**Source document**
start
At the anchorages they passed each cable round a grooved iron block in the form of a horseshoe, and with the groove on the outside. There were four main cables, each made up of 5,282 oil-coated wires of galvanized steel. Each main cable had a diameter of 15¾-in. The tensile strength was 43,500 tons and the wire content 6,928,346 lb.


One alarming accident took place on the Brooklyn Bridge during the stringing of the cables. This was when one of them broke loose during the operation of threading it round the grooved block at the anchorage. There was a loud report, and the loose end went over the top of the tower, 930 feet away, to fall with a great splash into the waters of the East River beyond. Apart from this frightening mishap - more an annoying delay than a disaster - the stringing of the cables was completed without major accident.


Men bolted the girders of the deck to the vertical stays of Manhattan Bridge








HIGH ABOVE THE EAST RIVER, men in precarious positions bolted the girders of the deck to the vertical stays which hung from the suspension cables of Manhattan Bridge. The cost of building Manhattan Bridge was about £3,470,000.
end
**Data**
start
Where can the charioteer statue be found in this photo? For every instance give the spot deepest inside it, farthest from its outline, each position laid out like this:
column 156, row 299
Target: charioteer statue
end
**What this exercise asks**
**1.** In the bridge-building text, list every figure given for the main cables in the paragraph beginning "At the anchorages," with what each figure measures.
**2.** Carry on the bridge-building text from its final sentence about the cost of Manhattan Bridge.

**Answers provided**
**1.**
- Number of main cables: four
- Wires in each cable: 5,282 oil-coated galvanized steel wires
- Diameter of each cable: 15¾ in.
- Tensile strength: 43,500 tons
- Wire content: 6,928,346 lb.

**2.**
To support the bridge deck, the engineers of the Brooklyn Bridge used the normal vertical stays supported from above by the cables; they used also inclined stays radiating from the tops of the towers. The longest of these stays extend for a distance of 400 feet from the towers. The stays are strong enough to support the bridge unaided, in the almost impossible event of all the vertical stays failing at once.


The Brooklyn Bridge was completed in 1883, and at that time had the longest single span in the world. With its approach viaducts it has a total length of 5,989 feet, or over a mile. At the New York side it is connected with Chatham Square, Manhattan; its other extremity debouches on to the confluence of Sands Street and Washington Street in Brooklyn. On completion, its cost had amounted to £3,730,000 sterling, not counting the cost of the land on which it was built.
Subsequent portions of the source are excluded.